* **Exercise objective**:
Could you copy, character for character, the lines of the records below from the line with "obj: shallow water => bbox" through the last line of the records, including both ends?

* **Task inputs**:
----

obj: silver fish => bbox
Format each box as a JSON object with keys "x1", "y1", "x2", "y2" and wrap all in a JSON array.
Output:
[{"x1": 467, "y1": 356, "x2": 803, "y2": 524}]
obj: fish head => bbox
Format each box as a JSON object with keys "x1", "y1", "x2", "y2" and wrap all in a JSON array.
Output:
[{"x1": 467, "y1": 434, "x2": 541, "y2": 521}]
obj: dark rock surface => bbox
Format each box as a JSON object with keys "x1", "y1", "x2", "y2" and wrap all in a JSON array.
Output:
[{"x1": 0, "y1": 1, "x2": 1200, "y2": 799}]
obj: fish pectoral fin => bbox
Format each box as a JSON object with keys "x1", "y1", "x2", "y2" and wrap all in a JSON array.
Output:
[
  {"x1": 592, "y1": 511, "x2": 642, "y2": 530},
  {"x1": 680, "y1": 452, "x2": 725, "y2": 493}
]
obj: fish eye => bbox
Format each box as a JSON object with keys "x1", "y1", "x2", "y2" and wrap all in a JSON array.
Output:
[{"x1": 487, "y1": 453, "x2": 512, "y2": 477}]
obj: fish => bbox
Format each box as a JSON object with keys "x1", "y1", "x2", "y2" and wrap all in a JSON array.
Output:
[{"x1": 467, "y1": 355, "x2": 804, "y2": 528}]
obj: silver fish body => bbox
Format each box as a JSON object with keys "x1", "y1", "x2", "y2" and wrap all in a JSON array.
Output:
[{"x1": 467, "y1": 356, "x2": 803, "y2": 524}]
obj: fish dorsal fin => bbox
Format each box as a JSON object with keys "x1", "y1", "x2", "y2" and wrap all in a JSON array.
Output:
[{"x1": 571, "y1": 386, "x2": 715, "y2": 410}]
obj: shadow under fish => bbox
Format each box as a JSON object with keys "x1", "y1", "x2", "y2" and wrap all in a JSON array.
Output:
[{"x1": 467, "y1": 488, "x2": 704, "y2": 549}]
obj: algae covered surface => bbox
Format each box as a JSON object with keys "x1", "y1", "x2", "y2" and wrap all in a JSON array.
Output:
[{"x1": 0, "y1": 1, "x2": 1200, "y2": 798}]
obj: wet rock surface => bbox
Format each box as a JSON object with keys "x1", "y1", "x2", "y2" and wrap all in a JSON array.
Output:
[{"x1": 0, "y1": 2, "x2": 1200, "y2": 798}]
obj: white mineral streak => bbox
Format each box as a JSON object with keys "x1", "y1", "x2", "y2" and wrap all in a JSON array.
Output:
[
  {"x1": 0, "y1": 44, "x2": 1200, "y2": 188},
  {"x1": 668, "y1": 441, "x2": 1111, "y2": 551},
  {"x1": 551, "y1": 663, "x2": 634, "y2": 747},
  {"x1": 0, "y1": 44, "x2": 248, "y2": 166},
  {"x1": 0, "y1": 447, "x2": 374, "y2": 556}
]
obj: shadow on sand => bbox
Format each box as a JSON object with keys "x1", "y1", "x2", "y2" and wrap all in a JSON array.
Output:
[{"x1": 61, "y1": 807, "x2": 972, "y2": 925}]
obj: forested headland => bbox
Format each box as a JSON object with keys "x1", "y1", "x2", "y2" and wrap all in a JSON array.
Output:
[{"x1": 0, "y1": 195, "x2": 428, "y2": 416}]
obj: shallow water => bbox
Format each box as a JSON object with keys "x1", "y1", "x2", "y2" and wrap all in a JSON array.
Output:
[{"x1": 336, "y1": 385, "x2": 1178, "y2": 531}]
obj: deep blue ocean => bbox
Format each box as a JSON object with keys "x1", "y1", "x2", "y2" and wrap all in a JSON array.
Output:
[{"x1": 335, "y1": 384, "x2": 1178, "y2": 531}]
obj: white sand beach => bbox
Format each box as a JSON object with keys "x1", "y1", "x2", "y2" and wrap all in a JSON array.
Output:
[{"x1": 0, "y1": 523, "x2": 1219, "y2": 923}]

----

* **Exercise result**:
obj: shallow water => bbox
Format each box as a JSON object with keys "x1", "y1", "x2", "y2" and wrap all in a JSON array.
Output:
[{"x1": 336, "y1": 385, "x2": 1178, "y2": 531}]
obj: deep blue ocean => bbox
Format each box as a JSON object with keys "x1", "y1", "x2", "y2" and wrap all in a JSON array.
Output:
[{"x1": 335, "y1": 384, "x2": 1178, "y2": 531}]
obj: white sand beach => bbox
Format each box as a JSON object with keys "x1", "y1", "x2", "y2" and wrap all in a JSON array.
Output:
[{"x1": 0, "y1": 523, "x2": 1219, "y2": 923}]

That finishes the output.